What I Wish I Knew: Tips for Promoting CFLE Approved Programs

by Lee Millar Bidwell, Ph.D., CFLE
CFLE Network

I recently returned from a professional meeting where I had been invited to participate in a panel discussion titled "What I Wish I Knew: Successful Faculty Share Advice for Aspiring and Early Career Faculty." Sitting here exhausted but professionally satisfied at the end of the academic year, I have been considering what I wish I had known several years ago about how to promote our newly approved Certified Family Life Educator-approved curriculum. Receiving NCFR curriculum approval offers opportunities for novel, exciting, and renewed efforts to promote your program on campus, in the community, and to prospective students. However, designing creative and attractive promotional activities and materials requires time, financial resources, and forethought. Drawing on our endeavors at Longwood University, I offer ideas and tips for how to effectively, efficiently, and relatively inexpensively promote your newly approved CFLE curriculum.

ENTRIES:
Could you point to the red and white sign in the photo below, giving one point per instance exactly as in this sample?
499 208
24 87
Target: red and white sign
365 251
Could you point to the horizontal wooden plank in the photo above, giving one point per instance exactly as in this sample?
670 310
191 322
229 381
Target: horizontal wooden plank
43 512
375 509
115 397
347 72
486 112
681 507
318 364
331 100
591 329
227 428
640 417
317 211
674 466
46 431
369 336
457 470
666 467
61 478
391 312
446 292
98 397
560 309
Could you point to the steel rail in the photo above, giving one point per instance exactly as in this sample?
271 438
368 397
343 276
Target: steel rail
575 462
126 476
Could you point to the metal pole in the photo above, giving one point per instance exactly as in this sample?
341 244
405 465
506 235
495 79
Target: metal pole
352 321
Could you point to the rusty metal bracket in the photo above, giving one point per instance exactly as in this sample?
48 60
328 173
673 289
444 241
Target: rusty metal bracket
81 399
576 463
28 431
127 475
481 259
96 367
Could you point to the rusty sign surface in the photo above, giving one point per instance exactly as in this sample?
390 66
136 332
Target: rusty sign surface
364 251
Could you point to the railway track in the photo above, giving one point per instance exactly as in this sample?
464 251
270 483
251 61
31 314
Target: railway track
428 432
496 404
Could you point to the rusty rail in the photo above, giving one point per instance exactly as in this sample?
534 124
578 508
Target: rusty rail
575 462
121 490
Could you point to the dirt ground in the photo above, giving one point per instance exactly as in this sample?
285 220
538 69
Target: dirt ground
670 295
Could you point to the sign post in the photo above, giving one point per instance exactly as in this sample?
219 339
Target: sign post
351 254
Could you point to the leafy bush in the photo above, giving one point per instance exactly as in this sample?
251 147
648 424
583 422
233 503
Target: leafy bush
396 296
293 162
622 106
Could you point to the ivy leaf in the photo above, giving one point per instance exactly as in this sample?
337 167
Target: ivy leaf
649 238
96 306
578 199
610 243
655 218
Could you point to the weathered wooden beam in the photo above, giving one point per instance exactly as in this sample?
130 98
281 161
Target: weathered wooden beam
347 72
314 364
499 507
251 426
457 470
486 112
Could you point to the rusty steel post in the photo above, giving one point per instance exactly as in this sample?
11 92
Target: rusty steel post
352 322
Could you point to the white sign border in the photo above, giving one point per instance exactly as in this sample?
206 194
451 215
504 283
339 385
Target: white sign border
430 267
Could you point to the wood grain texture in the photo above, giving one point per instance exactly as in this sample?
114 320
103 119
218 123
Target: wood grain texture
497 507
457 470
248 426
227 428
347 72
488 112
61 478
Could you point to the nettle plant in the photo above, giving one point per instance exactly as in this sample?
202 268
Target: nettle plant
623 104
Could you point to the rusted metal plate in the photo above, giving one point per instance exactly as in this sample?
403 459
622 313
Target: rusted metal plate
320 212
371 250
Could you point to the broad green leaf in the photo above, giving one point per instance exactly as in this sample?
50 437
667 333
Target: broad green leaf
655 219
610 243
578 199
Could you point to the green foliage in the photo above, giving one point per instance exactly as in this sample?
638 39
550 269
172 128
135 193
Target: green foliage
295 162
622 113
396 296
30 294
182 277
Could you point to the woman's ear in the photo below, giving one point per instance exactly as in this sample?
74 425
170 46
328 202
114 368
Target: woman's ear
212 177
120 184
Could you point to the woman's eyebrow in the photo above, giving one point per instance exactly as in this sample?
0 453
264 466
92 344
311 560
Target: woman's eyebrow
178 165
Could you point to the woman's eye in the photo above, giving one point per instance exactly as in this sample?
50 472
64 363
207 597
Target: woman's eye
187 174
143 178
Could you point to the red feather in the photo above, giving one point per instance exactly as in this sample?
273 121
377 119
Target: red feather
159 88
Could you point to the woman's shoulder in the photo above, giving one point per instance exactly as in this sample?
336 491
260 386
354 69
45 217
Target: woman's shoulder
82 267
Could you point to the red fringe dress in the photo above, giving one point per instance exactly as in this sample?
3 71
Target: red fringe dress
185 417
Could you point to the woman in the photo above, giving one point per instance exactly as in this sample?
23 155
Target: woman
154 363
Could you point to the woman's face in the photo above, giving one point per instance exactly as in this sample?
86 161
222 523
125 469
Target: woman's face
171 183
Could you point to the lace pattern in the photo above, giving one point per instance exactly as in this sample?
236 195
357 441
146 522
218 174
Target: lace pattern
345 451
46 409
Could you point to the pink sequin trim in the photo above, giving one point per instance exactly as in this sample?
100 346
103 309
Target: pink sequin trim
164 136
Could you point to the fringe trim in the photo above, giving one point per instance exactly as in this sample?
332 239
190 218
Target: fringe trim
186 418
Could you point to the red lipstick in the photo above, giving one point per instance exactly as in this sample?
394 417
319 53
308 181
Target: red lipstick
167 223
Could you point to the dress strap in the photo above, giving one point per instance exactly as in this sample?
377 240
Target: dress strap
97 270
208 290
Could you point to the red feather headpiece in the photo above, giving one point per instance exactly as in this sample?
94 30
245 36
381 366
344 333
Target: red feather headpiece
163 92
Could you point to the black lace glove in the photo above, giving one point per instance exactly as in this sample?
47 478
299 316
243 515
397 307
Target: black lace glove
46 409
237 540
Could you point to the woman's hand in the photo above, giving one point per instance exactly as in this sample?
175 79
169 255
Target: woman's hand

WHAT IS ASKED: Continue the article on promoting CFLE-approved programs, starting right after its final sentence. The listing plays no part in this work.

RIGHT ANSWER:
Plan Well in Advance

Everyone must begin thinking about how to promote their CFLE curriculum when writing their Academic Program Review (APR) proposal. The APR guidelines suggest that the proposal contain "narrative describing how the institution will promote availability of [the] CFLE credential through the Abbreviated Application process…." As the last item in a long series of items necessary in the APR proposal, it might be tempting to quickly jot down some simple ideas, knowing that there is time after the proposal is submitted to think through promotional efforts more seriously. I caution against this approach. Instead, capitalize on the energy and momentum of the proposal development process, and begin brainstorming with colleagues about creative ways to showcase the program when it's approved. Include many different types of people in promotional planning discussions. Senior faculty and staff members can help provide important insight from experience and institutional wisdom; they can give excellent advice about who on campus can be most helpful in marketing the program and what has worked well, and not so well, in the past. Junior faculty and staff members can bring new ideas and perspectives, and are less likely to be as inhibited by fear of institutional obstacles. Contact people in offices across campus who can provide talent, expertise, information, and advice on how to promote the program. Those who work Public Relations, Admissions, Printing Services, and Web Design may be able to suggest creative and unique ways to showcase the program when it is approved.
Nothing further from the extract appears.